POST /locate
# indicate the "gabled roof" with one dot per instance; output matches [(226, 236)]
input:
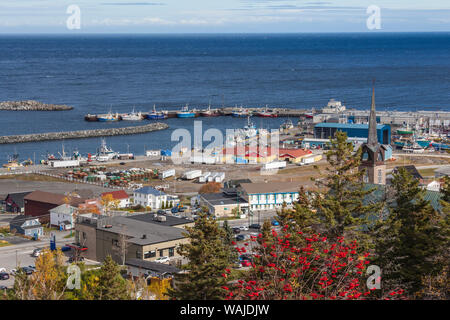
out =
[(52, 198), (149, 190), (117, 195)]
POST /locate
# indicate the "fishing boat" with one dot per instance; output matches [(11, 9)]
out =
[(133, 116), (104, 153), (240, 113), (156, 115), (185, 113), (209, 113), (108, 117), (266, 114)]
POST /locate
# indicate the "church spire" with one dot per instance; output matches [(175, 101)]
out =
[(372, 139)]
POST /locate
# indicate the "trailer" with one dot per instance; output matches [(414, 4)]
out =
[(204, 177), (190, 175), (219, 177), (166, 174), (65, 163), (274, 165)]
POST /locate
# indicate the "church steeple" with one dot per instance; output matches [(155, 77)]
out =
[(372, 139)]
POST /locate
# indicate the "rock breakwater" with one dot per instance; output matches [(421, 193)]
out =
[(32, 105), (82, 133)]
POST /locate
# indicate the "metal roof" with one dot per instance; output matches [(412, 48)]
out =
[(348, 125)]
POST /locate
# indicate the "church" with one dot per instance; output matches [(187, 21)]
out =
[(373, 153)]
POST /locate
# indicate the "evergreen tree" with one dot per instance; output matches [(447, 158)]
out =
[(341, 206), (411, 240), (208, 258), (111, 285)]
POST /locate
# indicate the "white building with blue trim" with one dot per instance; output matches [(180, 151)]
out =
[(270, 195)]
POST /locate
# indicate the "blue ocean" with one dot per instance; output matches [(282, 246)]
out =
[(96, 73)]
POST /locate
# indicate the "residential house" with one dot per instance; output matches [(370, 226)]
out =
[(121, 196), (14, 202), (39, 203), (149, 197), (140, 236), (269, 196), (28, 226), (63, 216)]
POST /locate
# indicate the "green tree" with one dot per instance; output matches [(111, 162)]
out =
[(208, 258), (341, 205), (411, 241)]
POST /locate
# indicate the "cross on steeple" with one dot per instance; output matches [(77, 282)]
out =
[(372, 139)]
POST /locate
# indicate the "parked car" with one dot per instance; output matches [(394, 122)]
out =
[(246, 263), (66, 248), (162, 259), (255, 226), (36, 252), (73, 259)]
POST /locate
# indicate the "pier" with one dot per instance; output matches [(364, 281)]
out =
[(35, 137)]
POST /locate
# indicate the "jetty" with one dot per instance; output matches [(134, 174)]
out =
[(32, 105), (82, 133)]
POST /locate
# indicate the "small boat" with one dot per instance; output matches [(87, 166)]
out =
[(108, 117), (267, 114), (240, 113), (185, 113), (133, 116), (209, 113), (155, 115)]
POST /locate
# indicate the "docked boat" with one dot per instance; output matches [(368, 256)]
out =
[(240, 113), (104, 153), (266, 114), (133, 116), (185, 113), (209, 113), (108, 117), (156, 115)]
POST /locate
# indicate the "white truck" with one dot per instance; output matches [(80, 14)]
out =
[(190, 175), (165, 174), (65, 163)]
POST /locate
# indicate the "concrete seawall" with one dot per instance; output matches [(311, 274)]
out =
[(82, 133)]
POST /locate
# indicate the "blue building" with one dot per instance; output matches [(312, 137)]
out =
[(326, 130)]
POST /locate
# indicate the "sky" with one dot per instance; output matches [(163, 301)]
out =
[(222, 16)]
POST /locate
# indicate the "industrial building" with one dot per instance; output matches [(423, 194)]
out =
[(326, 130)]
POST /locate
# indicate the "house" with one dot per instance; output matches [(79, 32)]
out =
[(269, 196), (39, 203), (293, 155), (63, 216), (140, 236), (28, 226), (121, 196), (222, 205), (149, 197), (150, 269), (14, 202)]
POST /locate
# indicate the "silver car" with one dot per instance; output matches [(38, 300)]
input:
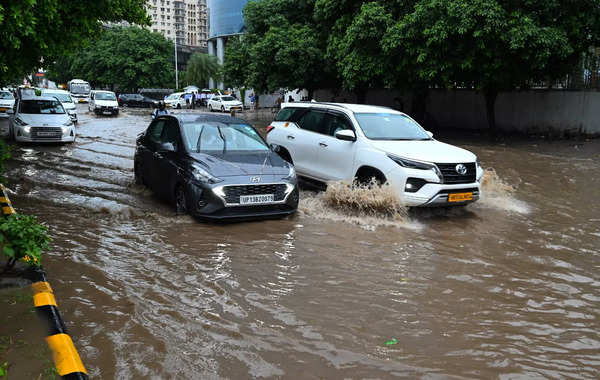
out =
[(41, 119)]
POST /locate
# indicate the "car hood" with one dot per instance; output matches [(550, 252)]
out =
[(107, 103), (44, 120), (246, 163), (427, 150)]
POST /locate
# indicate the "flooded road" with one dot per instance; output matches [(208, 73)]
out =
[(506, 288)]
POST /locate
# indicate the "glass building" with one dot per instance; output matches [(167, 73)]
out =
[(226, 17)]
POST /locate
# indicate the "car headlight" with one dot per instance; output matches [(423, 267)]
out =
[(291, 173), (203, 176), (412, 164), (20, 122)]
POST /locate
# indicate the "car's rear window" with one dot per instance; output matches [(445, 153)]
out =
[(291, 113)]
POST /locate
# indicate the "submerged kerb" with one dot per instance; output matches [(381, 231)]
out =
[(66, 359)]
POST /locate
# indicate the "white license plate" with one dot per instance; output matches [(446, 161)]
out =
[(257, 199)]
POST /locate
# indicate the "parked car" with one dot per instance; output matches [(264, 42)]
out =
[(7, 101), (224, 103), (137, 100), (40, 119), (214, 167), (175, 100), (103, 103), (67, 101), (332, 142)]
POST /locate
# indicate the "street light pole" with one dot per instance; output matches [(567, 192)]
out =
[(176, 72)]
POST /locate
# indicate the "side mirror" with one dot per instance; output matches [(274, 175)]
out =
[(345, 135), (166, 147)]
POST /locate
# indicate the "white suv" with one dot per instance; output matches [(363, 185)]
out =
[(332, 142)]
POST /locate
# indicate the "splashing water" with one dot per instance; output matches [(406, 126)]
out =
[(368, 206)]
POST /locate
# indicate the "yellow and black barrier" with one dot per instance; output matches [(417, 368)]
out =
[(66, 359)]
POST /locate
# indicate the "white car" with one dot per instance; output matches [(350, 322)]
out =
[(7, 101), (67, 101), (224, 103), (175, 100), (103, 103), (41, 119), (332, 142)]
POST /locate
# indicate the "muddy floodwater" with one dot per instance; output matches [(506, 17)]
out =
[(505, 288)]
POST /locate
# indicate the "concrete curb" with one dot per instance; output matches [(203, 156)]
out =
[(66, 359)]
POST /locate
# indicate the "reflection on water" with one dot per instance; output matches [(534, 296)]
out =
[(507, 287)]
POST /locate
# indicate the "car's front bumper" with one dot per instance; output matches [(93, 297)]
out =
[(208, 202)]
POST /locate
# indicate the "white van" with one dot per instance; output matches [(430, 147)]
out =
[(103, 103)]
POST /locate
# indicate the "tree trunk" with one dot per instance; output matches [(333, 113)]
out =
[(490, 109), (361, 96), (419, 104)]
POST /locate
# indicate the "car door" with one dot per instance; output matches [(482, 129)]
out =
[(168, 163), (149, 152), (303, 142), (335, 157)]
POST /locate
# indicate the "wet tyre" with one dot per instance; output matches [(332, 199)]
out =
[(137, 174), (180, 200)]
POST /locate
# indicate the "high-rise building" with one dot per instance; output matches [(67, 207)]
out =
[(185, 21)]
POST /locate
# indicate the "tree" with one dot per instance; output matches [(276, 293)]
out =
[(34, 29), (491, 45), (126, 57), (202, 67)]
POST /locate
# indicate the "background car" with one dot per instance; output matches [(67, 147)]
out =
[(7, 101), (137, 100), (224, 103), (175, 100), (214, 167), (67, 101), (41, 119), (103, 102)]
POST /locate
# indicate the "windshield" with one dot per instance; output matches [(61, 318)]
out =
[(105, 96), (64, 98), (41, 107), (213, 137), (80, 88), (390, 126)]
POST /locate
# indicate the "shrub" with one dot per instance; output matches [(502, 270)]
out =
[(24, 239)]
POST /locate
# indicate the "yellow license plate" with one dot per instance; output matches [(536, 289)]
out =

WRITTEN INSTRUCTION: Repeat each entry precisely as it appears. Leave the pictures out.

ANSWER:
POST /locate
# indicate the "gabled roof" with one dot per instance; output matches [(226, 236)]
input:
out =
[(52, 198), (149, 190), (117, 195)]
POST /locate
# indicate the "fishing boat" with one dot per instance; output matches [(11, 9)]
out =
[(133, 116), (104, 153), (240, 113), (156, 115), (185, 113), (209, 113), (108, 117), (266, 114)]
POST /locate
# indicate the "church spire" with one dot per instance; output matches [(175, 101)]
out =
[(372, 139)]
POST /locate
# indicate the "trailer" with one dot per instance; output matches [(414, 4)]
out =
[(204, 177), (190, 175), (219, 177), (166, 174), (65, 163), (274, 165)]
POST /locate
# indicate the "church steeple" with one dot per instance; output matches [(155, 77)]
out =
[(372, 139)]
POST /locate
# indicate the "rock breakwater" with one dot per instance; output matches [(421, 193)]
out =
[(32, 105), (82, 133)]
POST /locate
# indicate the "metal roof" with one dot per instance; output matches [(412, 48)]
out =
[(348, 125)]
POST /locate
# indicate the "church" with one dot per instance; output matches [(187, 21)]
out =
[(373, 153)]
POST /locate
# indicate the "evergreen tree" with one dot per instance; output matches [(447, 158)]
out =
[(341, 206), (411, 240), (208, 258), (111, 285)]
POST /locate
# indicate the "white building with blue trim" with one dot per instance; output matches [(180, 151)]
out =
[(270, 195)]
POST /locate
# indicate the "blue ocean" with one dot per instance; output matches [(282, 246)]
out =
[(96, 73)]
POST /locate
# indicate the "residential house" with one dot per instance; output matches [(370, 226)]
out =
[(121, 196), (14, 202), (39, 203), (149, 197), (140, 236), (269, 196), (28, 226), (63, 216)]
POST /locate
# indicate the "green tree" with one dot per instance; output matches [(111, 162)]
out =
[(208, 258), (341, 205), (411, 241)]
POST /locate
# indicate the "cross on steeple" with one dot per instance; output matches [(77, 282)]
out =
[(372, 139)]
POST /locate
# indicate the "parked car" with one dot per instance; output matches [(394, 122)]
out =
[(246, 263), (66, 248), (162, 259), (255, 226), (36, 252), (73, 259)]
POST /locate
# indicate the "pier" with one dot per instance; output matches [(364, 281)]
out =
[(35, 137)]
POST /locate
# indicate the "jetty" with one dot per instance; output matches [(134, 174)]
out =
[(32, 105), (82, 133)]
POST /locate
# indicate the "small boat" with one dot per instance; output matches [(87, 166)]
out =
[(108, 117), (267, 114), (240, 113), (185, 113), (133, 116), (209, 113), (155, 115)]
POST /locate
# indicate the "docked boat" with one dot per instance; output matches [(368, 256)]
out =
[(240, 113), (104, 153), (266, 114), (133, 116), (185, 113), (209, 113), (108, 117), (156, 115)]
POST /locate
# indicate the "white truck" with one dot per instance; output matches [(80, 14)]
out =
[(190, 175), (165, 174), (65, 163)]
POST /locate
# indicate the "concrete seawall" with one dot per instance; output matches [(311, 274)]
out =
[(82, 133)]
POST /locate
# indicate the "blue building" with one dot per instance; output matches [(312, 137)]
out =
[(326, 130)]
POST /locate
# indicate the "sky" with one dot per instance; output matches [(163, 301)]
out =
[(222, 16)]
POST /locate
# indicate the "industrial building" with one dot per instance; output matches [(423, 194)]
out =
[(326, 130)]
POST /locate
# indicate the "house" with one dot per instance; output matches [(79, 32)]
out =
[(269, 196), (39, 203), (293, 155), (63, 216), (140, 236), (28, 226), (121, 196), (222, 205), (149, 197), (150, 269), (14, 202)]
POST /locate
# indicate the "silver car" with one dot per instance; output matches [(38, 300)]
input:
out =
[(41, 119)]
POST /locate
# indicate the "car hood" with one dot per instance; output matches [(550, 252)]
out =
[(107, 103), (44, 120), (246, 163), (427, 150)]
POST /locate
# indicate the "flooded road" with one dot per instance; output matches [(208, 73)]
out =
[(506, 288)]
POST /locate
# indicate the "glass building" with one dot per instance; output matches [(167, 73)]
out =
[(226, 17)]
POST /locate
# indicate the "car headlight" with one dot per instance; output matches [(423, 267)]
out =
[(291, 173), (203, 176), (412, 164), (20, 122)]
POST /locate
# indicate the "car's rear window" with one dot per instance; output matches [(445, 153)]
out =
[(291, 113)]
POST /locate
# indicate the "submerged kerb" with one dot per instance; output matches [(381, 231)]
out =
[(66, 359)]
POST /locate
# indicate the "white license plate" with one dot per instance; output matches [(446, 161)]
out =
[(257, 199)]
POST /locate
# indicate the "parked car" with one dot per instance; output matches [(264, 42)]
out =
[(7, 101), (224, 103), (137, 100), (40, 119), (214, 167), (175, 100), (103, 103), (67, 101), (332, 142)]
POST /locate
# indicate the "street light pole" with one dot per instance; output matches [(567, 192)]
out =
[(176, 72)]
POST /locate
# indicate the "side mirror" with one dot per instance; output matches [(274, 175)]
out =
[(345, 135), (166, 147)]
POST /locate
# indicate the "white suv" with one dot per instance; output matches [(363, 185)]
out =
[(332, 142)]
POST /locate
# indicate the "splashing water" with one dot per instance; output matches [(406, 126)]
out =
[(368, 206)]
POST /locate
# indicate the "yellow and black barrier" with one dot per instance; output matches [(417, 368)]
out =
[(66, 359)]
POST /locate
# indicate the "white car" with one dot per instance; output matches [(350, 322)]
out =
[(7, 101), (67, 101), (224, 103), (175, 100), (103, 103), (41, 119), (332, 142)]
POST /locate
# indicate the "muddy floodwater" with one dot per instance; output matches [(506, 17)]
out =
[(505, 288)]
POST /locate
# indicate the "concrete curb" with one dot per instance; output matches [(203, 156)]
out =
[(66, 359)]
POST /locate
# indicate the "reflection on water" with one dot per instance; output matches [(534, 296)]
out =
[(507, 287)]
POST /locate
# indicate the "car's front bumper" with one dot per instance; output matches [(93, 297)]
out =
[(208, 202)]
POST /locate
# indicate the "white van" with one dot per instance; output matches [(430, 147)]
out =
[(103, 103)]
POST /locate
# indicate the "tree trunk" with one dot per instance; output matches [(333, 113)]
out =
[(490, 109), (361, 96), (419, 104)]
POST /locate
# indicate the "car door" with one dot per instance; output matches [(482, 129)]
out =
[(168, 163), (149, 152), (303, 142), (335, 157)]
POST /locate
# indicate the "wet tyre" with one dot per instance; output matches [(332, 199)]
out =
[(137, 174), (180, 200)]
POST /locate
# indicate the "high-rise building" with one dot per instance; output matches [(67, 207)]
out =
[(185, 21)]
POST /locate
# indicate the "tree" with one dot per instance; output matches [(276, 293)]
out =
[(34, 29), (491, 45), (126, 57), (202, 67)]
POST /locate
# indicate the "background car" with one dot per instance; output matches [(67, 147)]
out =
[(7, 101), (137, 100), (224, 103), (175, 100), (214, 167), (67, 101), (41, 119), (103, 102)]
POST /locate
# indicate the "windshield" with one dot per instance; output matches [(61, 318)]
out =
[(105, 96), (64, 98), (41, 107), (213, 137), (80, 88), (390, 126)]
POST /locate
# indicate the "shrub" with one dot per instance; output matches [(502, 270)]
out =
[(24, 239)]
POST /locate
# indicate the "yellow license plate" with one dot per instance; output matches [(536, 289)]
out =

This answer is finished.